> **Work order**: As the lines appear below, please set them down exactly, starting at the first and finishing with the one containing "positive clicks: (263, 350) (262, 340)".

> **Records for the exercise**:

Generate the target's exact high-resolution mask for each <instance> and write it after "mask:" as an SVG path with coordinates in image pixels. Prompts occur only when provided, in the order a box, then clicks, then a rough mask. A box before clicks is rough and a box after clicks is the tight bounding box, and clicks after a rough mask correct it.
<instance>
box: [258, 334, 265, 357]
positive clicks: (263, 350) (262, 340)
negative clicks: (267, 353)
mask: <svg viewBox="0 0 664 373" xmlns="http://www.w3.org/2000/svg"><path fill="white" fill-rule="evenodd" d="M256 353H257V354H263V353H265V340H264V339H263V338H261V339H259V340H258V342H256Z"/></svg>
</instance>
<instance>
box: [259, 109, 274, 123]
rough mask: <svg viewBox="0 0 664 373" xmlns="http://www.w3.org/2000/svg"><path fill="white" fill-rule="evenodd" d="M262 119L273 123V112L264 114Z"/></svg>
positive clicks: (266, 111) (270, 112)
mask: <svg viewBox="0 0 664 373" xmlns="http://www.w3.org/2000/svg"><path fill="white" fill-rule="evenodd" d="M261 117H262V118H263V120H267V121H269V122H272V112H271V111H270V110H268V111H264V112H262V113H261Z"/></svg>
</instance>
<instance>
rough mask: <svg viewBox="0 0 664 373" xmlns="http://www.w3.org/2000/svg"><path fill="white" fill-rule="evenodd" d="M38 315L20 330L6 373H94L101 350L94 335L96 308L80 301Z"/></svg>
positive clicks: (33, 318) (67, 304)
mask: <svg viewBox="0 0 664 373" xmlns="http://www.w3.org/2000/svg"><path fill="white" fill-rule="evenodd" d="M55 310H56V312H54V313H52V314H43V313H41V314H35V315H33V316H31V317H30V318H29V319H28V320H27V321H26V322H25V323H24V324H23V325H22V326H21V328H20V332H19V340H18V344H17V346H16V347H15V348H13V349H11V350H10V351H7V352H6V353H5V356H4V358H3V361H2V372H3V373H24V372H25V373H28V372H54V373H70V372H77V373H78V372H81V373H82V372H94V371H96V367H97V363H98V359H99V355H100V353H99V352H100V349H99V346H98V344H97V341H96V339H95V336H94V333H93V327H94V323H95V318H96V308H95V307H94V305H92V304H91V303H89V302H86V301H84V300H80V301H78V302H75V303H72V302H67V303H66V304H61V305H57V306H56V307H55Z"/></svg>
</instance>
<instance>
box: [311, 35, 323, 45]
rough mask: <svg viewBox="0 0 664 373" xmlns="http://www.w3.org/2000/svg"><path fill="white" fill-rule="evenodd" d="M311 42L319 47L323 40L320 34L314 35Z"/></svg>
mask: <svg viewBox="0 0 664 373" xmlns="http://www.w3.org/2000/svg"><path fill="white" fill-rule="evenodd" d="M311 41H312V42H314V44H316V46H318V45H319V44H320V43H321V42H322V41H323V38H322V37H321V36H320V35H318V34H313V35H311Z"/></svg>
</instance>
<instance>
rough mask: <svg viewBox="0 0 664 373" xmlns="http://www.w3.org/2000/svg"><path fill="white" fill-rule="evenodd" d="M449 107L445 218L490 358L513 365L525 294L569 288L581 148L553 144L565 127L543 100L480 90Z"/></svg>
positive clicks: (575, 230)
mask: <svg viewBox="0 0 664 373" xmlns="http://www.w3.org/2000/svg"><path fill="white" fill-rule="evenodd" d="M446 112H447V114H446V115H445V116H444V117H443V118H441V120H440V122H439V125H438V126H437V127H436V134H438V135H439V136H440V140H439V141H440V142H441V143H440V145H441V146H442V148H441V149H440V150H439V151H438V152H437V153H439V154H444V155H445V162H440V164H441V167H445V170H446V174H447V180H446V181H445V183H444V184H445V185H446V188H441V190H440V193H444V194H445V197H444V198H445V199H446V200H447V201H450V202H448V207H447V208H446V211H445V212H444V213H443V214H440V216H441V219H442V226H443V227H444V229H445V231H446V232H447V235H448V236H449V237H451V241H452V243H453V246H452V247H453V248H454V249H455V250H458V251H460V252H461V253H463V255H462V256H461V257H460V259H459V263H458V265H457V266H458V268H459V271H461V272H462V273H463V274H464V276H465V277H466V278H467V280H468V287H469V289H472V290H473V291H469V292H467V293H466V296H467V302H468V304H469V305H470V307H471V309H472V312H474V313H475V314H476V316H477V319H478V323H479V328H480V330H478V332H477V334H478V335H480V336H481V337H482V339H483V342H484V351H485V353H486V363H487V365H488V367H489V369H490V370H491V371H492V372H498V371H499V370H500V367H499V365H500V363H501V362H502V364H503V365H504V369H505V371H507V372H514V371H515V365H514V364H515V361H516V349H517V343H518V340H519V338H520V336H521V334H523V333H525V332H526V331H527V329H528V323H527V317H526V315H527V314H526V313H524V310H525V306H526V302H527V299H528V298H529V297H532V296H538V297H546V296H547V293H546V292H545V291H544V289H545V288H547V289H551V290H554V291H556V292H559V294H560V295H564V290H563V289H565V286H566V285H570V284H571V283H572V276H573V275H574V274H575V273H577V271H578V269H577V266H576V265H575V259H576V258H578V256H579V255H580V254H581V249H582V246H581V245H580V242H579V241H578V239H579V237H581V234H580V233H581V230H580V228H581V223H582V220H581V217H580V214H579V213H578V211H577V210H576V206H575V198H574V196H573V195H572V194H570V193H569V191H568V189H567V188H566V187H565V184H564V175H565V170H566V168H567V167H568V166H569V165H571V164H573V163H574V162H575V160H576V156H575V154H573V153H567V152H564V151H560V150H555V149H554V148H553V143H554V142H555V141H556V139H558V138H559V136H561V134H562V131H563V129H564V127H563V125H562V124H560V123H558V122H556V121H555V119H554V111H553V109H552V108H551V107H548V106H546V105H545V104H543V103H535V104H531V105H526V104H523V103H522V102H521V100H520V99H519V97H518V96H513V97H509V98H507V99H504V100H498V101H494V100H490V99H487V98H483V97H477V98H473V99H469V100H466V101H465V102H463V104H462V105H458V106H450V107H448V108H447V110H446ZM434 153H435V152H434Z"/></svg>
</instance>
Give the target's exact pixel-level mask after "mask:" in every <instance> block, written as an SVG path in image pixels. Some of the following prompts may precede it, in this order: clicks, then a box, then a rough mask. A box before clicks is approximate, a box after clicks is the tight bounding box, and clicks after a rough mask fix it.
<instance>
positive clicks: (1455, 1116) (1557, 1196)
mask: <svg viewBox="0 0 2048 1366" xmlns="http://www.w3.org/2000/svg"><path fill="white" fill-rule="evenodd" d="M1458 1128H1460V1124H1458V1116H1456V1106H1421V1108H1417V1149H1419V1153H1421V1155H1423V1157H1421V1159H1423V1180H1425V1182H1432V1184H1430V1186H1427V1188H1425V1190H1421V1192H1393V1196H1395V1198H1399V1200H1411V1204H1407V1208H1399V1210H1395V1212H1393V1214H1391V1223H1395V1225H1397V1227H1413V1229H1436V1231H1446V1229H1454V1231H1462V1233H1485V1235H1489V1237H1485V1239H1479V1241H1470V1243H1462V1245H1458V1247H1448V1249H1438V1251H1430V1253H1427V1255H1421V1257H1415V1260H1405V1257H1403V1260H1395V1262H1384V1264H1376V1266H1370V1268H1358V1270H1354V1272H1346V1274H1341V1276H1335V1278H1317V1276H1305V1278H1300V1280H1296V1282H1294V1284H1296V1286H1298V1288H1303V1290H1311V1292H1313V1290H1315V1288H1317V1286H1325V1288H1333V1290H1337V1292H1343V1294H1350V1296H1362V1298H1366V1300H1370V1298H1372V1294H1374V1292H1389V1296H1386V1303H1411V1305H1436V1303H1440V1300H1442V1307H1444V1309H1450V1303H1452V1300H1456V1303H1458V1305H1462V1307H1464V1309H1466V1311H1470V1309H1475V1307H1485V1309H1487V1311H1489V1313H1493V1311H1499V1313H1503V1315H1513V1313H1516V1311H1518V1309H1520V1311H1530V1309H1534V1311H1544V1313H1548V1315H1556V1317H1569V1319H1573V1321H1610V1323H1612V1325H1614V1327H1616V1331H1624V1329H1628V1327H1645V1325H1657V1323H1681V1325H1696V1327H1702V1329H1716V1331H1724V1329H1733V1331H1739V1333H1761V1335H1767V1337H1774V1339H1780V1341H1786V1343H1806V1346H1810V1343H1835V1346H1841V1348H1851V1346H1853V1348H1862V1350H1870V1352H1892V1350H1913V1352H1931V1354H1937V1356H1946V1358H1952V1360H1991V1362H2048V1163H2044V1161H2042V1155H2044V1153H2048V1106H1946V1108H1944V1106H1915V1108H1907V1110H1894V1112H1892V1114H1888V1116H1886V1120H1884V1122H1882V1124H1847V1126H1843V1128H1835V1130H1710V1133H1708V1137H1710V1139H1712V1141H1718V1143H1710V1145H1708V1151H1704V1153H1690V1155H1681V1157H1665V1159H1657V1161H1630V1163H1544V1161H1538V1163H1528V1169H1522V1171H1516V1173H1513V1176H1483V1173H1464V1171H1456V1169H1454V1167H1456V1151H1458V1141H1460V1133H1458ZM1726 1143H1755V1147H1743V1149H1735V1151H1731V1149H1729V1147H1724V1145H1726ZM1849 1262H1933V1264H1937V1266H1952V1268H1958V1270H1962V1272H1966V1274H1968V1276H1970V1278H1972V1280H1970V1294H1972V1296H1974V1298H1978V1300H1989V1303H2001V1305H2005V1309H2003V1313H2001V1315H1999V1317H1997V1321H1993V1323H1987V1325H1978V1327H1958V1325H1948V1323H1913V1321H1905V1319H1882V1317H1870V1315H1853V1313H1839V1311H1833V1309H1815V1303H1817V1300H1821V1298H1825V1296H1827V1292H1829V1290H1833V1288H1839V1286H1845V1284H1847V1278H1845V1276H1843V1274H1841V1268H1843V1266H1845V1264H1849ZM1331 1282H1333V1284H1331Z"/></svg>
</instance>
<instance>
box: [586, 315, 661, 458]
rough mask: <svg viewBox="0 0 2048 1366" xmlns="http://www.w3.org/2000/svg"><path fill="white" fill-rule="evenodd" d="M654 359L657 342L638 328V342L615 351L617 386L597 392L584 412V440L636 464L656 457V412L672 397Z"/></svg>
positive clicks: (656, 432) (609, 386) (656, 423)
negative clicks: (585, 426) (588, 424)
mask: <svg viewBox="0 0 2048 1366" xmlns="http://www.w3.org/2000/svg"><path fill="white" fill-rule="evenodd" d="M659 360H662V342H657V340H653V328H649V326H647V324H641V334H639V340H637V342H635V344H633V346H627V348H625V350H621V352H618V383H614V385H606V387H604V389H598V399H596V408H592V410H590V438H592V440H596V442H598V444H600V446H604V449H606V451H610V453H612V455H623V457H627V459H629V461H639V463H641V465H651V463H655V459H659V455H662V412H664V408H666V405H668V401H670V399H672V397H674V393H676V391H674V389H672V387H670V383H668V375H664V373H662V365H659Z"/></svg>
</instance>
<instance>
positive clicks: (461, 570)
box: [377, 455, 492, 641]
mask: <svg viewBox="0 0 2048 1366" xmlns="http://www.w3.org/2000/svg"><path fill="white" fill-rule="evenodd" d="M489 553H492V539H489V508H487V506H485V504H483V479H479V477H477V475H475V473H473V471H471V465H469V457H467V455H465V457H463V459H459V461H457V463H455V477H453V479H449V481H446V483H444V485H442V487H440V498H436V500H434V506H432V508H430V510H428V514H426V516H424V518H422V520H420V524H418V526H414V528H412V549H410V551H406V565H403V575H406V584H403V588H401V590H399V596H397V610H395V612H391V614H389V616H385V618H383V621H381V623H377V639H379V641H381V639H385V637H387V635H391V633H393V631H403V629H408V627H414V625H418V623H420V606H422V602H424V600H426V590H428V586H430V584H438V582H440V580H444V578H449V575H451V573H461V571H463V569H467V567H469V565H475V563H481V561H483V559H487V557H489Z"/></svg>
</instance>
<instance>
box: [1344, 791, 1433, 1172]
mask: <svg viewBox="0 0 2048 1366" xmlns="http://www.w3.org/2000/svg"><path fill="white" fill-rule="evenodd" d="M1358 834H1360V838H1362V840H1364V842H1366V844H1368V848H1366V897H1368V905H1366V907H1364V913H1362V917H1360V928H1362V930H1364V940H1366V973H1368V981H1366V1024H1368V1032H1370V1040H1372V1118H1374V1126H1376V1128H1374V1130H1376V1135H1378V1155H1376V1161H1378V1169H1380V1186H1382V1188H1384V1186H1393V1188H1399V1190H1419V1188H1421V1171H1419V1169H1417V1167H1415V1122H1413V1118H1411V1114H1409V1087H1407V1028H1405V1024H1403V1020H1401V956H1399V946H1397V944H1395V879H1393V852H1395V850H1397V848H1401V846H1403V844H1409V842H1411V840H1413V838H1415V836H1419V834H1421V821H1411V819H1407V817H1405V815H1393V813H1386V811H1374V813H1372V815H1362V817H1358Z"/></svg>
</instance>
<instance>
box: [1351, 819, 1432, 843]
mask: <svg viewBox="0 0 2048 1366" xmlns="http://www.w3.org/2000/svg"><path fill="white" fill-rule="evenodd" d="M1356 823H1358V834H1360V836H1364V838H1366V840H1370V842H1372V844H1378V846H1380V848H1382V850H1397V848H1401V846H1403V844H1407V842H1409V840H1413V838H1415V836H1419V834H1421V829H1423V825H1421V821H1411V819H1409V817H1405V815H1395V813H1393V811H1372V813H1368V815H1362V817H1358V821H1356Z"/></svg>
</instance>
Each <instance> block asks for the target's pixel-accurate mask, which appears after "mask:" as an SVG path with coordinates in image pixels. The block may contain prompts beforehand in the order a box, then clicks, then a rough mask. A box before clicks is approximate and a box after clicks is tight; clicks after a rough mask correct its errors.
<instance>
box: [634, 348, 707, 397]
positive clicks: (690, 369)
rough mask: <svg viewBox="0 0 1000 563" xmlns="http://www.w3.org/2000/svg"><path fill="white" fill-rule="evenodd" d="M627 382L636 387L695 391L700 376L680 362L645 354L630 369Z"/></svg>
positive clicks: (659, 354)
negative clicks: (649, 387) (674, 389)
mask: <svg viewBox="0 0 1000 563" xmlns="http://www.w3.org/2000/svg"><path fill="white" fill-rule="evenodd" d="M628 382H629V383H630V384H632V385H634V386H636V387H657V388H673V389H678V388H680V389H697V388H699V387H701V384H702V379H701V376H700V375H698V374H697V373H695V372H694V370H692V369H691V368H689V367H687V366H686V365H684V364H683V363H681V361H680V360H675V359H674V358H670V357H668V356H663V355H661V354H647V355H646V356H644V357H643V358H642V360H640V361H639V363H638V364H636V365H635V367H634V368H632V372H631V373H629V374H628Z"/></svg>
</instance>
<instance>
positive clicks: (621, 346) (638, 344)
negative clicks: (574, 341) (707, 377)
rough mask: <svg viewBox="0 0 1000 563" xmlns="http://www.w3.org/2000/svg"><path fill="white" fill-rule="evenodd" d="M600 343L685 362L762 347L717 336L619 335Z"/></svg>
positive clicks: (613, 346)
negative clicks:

> **Exercise solution**:
Generate the target's exact high-resolution mask for each <instance> and write it after "mask:" as an SVG path with coordinates in image pixels. Prompts occur only when provided, in the order a box, then clicks, then a rough mask. A box before clicks is rough and a box after clicks is the tight bounding box, and clicks after a rough mask correct it.
<instance>
box: [258, 334, 265, 357]
positive clicks: (263, 350) (262, 340)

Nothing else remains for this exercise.